- [Task to carry out]:
All that is wanted is an exact copy of the line containing "Examine the photograph above and mark every tiger cub's face" and the lines after it, through the end of the records.

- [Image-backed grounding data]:
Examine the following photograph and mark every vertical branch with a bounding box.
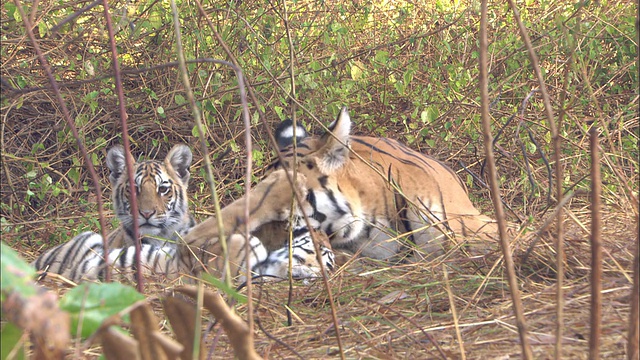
[193,3,344,356]
[505,1,564,357]
[238,64,255,343]
[281,0,297,122]
[589,127,602,360]
[170,0,256,336]
[629,221,640,360]
[13,0,111,283]
[167,0,233,287]
[479,1,533,358]
[99,0,141,289]
[443,265,466,360]
[279,0,301,334]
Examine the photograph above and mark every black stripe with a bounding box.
[61,234,101,272]
[352,138,437,173]
[326,189,348,216]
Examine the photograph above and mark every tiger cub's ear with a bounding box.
[166,144,193,186]
[317,106,352,174]
[106,145,135,186]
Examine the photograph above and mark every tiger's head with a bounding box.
[106,144,195,246]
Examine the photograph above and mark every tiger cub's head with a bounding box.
[106,144,194,244]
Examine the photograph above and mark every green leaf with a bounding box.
[69,168,80,185]
[202,273,247,304]
[0,242,37,298]
[274,106,284,120]
[59,283,144,339]
[38,22,47,38]
[25,170,37,179]
[421,106,439,124]
[394,81,405,95]
[229,140,239,153]
[403,69,414,87]
[175,94,186,106]
[350,60,365,80]
[148,10,163,30]
[374,50,389,64]
[1,322,25,360]
[191,125,203,137]
[157,106,165,118]
[11,4,21,22]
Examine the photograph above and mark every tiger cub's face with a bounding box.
[106,144,193,242]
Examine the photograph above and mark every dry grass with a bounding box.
[27,204,635,359]
[227,207,634,359]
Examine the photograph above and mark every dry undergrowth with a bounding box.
[27,203,636,359]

- [Written solution]:
Examine the photograph above and mark every tiger cub's face with a bounding box.
[106,144,193,242]
Examine the photograph above and mark every dry grass with a bounding box.
[27,204,635,359]
[227,207,634,359]
Examine the photograph above and mark every dry undergrowth with a bounding box.
[27,203,636,359]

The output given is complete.